▶ PROVIDED DATA:
^^^^

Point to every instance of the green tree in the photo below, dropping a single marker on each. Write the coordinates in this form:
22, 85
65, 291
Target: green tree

^^^^

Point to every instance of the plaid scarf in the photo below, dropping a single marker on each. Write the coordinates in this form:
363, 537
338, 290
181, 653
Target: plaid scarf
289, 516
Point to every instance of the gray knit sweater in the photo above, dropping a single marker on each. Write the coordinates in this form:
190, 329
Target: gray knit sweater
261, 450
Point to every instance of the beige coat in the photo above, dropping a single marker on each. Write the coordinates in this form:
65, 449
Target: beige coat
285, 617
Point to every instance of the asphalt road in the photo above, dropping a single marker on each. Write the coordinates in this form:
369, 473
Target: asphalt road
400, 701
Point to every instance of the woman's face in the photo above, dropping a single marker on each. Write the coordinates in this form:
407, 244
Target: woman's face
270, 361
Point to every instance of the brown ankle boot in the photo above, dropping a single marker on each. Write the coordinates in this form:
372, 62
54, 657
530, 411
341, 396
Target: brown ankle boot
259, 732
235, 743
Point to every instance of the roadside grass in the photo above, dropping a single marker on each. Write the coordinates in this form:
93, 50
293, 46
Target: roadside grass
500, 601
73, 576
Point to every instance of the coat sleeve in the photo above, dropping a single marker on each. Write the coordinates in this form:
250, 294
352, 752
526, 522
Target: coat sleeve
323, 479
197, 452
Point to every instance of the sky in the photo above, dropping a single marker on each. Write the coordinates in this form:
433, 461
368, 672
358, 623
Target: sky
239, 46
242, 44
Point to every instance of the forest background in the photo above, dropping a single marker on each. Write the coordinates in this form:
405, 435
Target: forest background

^^^^

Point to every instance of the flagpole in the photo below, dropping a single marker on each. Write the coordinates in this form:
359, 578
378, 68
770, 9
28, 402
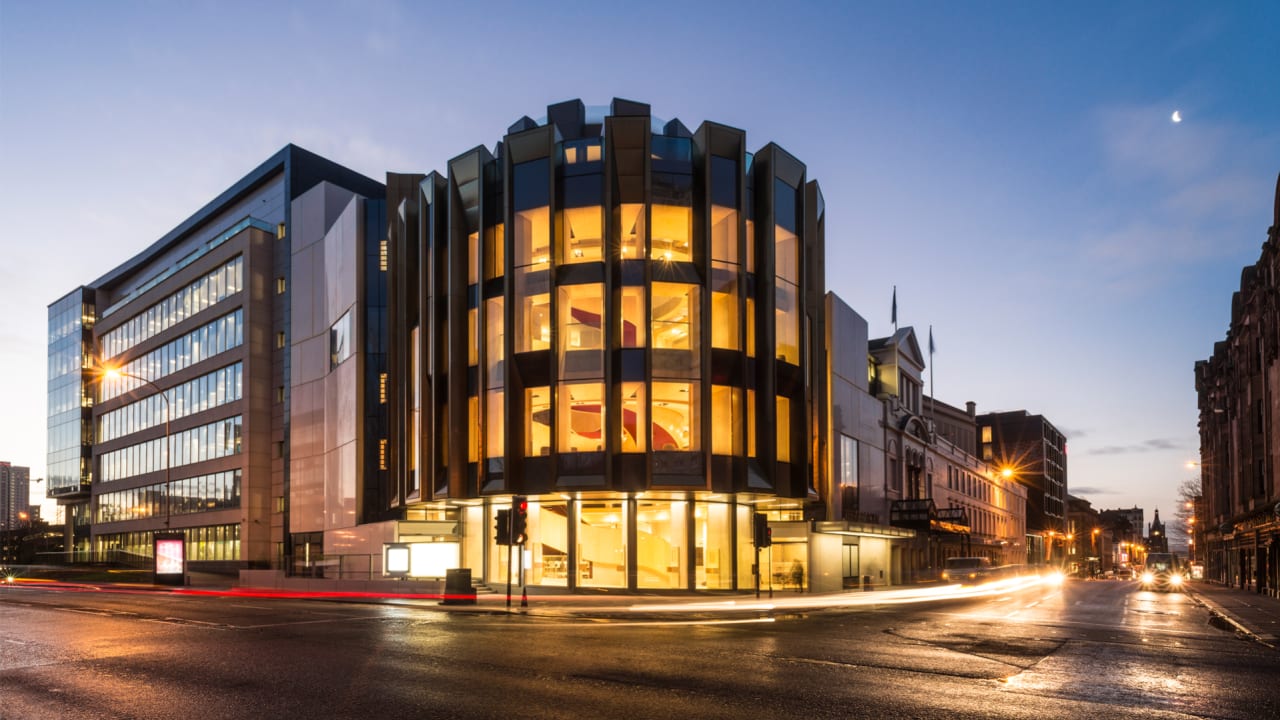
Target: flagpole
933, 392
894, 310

^^^^

▶ EXERCISE TASK:
Can you convert the lines above into a numbered list, starting at the line that contains "Point to every instance of the sky" and stopping after the line that contains "Target: forest background", with any blank lines left out?

▶ ANSWER BELOW:
1. Point to every instance of the sky in the photo above, dropping a single marker on each. Write the coordinates in this form:
2. 433, 461
3. 368, 672
4. 358, 623
5. Target: sky
6. 239, 46
7. 242, 44
8. Point to every instance of the forest background in the photo above, dropping a single marker on each. Write the coordinates in this form:
9. 405, 435
10. Target: forest background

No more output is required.